Written exercise 1 -
Repeat the piece below on tech predictions for 2011 word for word, from start to finish.

START Excerpt provided

IE9 and the race for hardware acceleration

The first fully hardware accelerated browser drives through the market in 2011, and Web pages will likely respond by becoming vastly more graphically rich, and much more exciting. This will undoubtedly drive some really interesting responses from Google and the Firefox folks as the competition in this area heats up in 2011, but you’ll finally have a reason to buy better PC hardware.

AMD Fusion

Yes, 2011 is the year AMD strikes back with Fusion, which is the blurring of the CPU and GPU. You’ll see a ton of Fusion laptops at CES, which sport both long battery life and decent, high-definition graphics, including DX11 support, which IE9 requires for full hardware acceleration. They have positioned nicely around IE9, and for a company that for years couldn’t spell mobile, they have what could be the best blend between performance and battery life in the market.

App stores

Apple started it, Google followed, and now even Microsoft is on board. 2011 will be the year we begin to say goodbye to traditional retail for software, and we begin to move to app stores as the primary way we get software on our PCs, tablets, and phones. No more wandering down aisles, no more installing and then patching for longer than it took to install. You just pay, download and go. Almost, depending on your bandwidth, instant gratification, and this is just the start.

Wrapping up: The wild card

The year 2011 will see us more connected, more able to enjoy our content anyplace we are (inside and outside), enjoying a richer Web, and playing with some of the coolest hardware we have ever seen. But there always is a wild card, and I think, in 2011 it will be robotics. Robots have been increasing steadily this year, and becoming more intelligent. Witness the Neato robotic vacuum vs. the Rumba, the Neato uses technology that came out of self-driving cars, the Rumba is more like an old bump and go toy. Things can get smarter in 2011, and they undoubtedly will. Hopefully, they won’t get so smart they wonder what they need us for.

END Excerpt provided
START Supplied material

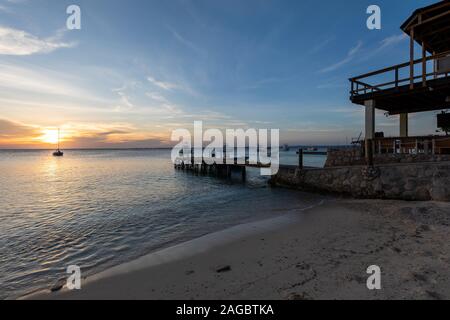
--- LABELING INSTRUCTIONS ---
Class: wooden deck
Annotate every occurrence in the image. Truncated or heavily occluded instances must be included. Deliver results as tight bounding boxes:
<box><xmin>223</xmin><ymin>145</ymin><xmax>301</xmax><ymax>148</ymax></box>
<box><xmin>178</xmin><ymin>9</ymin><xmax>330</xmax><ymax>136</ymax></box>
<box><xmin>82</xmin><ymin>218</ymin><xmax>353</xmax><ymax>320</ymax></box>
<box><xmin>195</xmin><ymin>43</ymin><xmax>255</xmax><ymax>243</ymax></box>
<box><xmin>373</xmin><ymin>136</ymin><xmax>450</xmax><ymax>155</ymax></box>
<box><xmin>349</xmin><ymin>52</ymin><xmax>450</xmax><ymax>115</ymax></box>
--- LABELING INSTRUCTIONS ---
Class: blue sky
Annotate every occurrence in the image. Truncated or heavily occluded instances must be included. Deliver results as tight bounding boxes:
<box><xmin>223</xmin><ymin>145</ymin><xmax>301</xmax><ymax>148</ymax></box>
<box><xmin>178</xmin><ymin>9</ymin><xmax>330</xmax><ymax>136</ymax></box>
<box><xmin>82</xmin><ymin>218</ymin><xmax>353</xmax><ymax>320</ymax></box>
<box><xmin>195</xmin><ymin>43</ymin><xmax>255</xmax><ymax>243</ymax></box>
<box><xmin>0</xmin><ymin>0</ymin><xmax>436</xmax><ymax>147</ymax></box>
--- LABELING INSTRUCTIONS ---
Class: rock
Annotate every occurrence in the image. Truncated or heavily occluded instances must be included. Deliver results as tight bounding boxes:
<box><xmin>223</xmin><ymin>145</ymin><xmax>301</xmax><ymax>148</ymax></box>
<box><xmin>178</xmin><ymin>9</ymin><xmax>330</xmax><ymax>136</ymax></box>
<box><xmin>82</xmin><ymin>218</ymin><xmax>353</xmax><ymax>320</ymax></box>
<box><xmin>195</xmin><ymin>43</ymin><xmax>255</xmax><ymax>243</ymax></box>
<box><xmin>216</xmin><ymin>266</ymin><xmax>231</xmax><ymax>273</ymax></box>
<box><xmin>50</xmin><ymin>279</ymin><xmax>66</xmax><ymax>292</ymax></box>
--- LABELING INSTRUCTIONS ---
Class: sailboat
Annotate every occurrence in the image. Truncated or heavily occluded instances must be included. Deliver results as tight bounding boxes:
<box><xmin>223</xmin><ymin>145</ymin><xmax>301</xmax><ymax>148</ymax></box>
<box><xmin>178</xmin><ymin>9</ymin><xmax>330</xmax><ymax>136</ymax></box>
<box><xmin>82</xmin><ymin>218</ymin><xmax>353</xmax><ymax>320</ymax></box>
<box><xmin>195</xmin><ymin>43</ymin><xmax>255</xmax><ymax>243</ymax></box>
<box><xmin>53</xmin><ymin>128</ymin><xmax>64</xmax><ymax>157</ymax></box>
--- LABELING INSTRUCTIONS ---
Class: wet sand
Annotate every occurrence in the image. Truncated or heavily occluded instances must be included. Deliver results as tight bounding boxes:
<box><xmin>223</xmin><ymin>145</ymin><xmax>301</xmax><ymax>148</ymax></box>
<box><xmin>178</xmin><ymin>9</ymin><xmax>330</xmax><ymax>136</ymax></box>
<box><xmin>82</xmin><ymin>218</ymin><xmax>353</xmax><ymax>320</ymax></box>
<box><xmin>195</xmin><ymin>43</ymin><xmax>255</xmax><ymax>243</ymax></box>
<box><xmin>27</xmin><ymin>200</ymin><xmax>450</xmax><ymax>300</ymax></box>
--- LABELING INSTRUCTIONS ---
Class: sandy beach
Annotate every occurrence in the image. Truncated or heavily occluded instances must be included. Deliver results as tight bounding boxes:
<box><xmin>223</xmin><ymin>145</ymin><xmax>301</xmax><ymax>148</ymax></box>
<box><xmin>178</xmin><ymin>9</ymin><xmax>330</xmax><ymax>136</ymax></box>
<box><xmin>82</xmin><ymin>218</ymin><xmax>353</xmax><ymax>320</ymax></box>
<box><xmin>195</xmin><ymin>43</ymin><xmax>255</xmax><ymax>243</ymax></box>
<box><xmin>27</xmin><ymin>200</ymin><xmax>450</xmax><ymax>300</ymax></box>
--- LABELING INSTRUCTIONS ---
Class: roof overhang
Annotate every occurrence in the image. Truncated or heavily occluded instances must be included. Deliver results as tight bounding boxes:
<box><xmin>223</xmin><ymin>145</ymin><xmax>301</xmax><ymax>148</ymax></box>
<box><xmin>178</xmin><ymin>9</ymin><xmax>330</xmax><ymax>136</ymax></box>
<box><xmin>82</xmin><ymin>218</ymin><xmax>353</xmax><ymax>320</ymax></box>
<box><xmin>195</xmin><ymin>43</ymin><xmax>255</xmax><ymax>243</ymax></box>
<box><xmin>401</xmin><ymin>0</ymin><xmax>450</xmax><ymax>54</ymax></box>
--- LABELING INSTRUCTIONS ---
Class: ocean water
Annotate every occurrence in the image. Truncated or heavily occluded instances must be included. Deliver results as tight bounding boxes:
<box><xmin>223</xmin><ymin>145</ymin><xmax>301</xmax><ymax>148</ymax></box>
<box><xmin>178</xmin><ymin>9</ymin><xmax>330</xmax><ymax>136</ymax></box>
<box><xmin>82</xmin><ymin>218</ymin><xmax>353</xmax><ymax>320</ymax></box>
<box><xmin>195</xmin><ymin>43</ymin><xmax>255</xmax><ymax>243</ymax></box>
<box><xmin>0</xmin><ymin>150</ymin><xmax>325</xmax><ymax>299</ymax></box>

END Supplied material

Written exercise 2 -
Pick out every line in the rows above that contains the string "Class".

Right answer 1 -
IE9 and the race for hardware acceleration

The first fully hardware accelerated browser drives through the market in 2011, and Web pages will likely respond by becoming vastly more graphically rich, and much more exciting. This will undoubtedly drive some really interesting responses from Google and the Firefox folks as the competition in this area heats up in 2011, but you’ll finally have a reason to buy better PC hardware.

AMD Fusion

Yes, 2011 is the year AMD strikes back with Fusion, which is the blurring of the CPU and GPU. You’ll see a ton of Fusion laptops at CES, which sport both long battery life and decent, high-definition graphics, including DX11 support, which IE9 requires for full hardware acceleration. They have positioned nicely around IE9, and for a company that for years couldn’t spell mobile, they have what could be the best blend between performance and battery life in the market.

App stores

Apple started it, Google followed, and now even Microsoft is on board. 2011 will be the year we begin to say goodbye to traditional retail for software, and we begin to move to app stores as the primary way we get software on our PCs, tablets, and phones. No more wandering down aisles, no more installing and then patching for longer than it took to install. You just pay, download and go. Almost, depending on your bandwidth, instant gratification, and this is just the start.

Wrapping up: The wild card

The year 2011 will see us more connected, more able to enjoy our content anyplace we are (inside and outside), enjoying a richer Web, and playing with some of the coolest hardware we have ever seen. But there always is a wild card, and I think, in 2011 it will be robotics. Robots have been increasing steadily this year, and becoming more intelligent. Witness the Neato robotic vacuum vs. the Rumba, the Neato uses technology that came out of self-driving cars, the Rumba is more like an old bump and go toy. Things can get smarter in 2011, and they undoubtedly will. Hopefully, they won’t get so smart they wonder what they need us for.

Right answer 2 -
Class: wooden deck
Class: blue sky
Class: rock
Class: sailboat
Class: wet sand
Class: sandy beach
Class: roof overhang
Class: ocean water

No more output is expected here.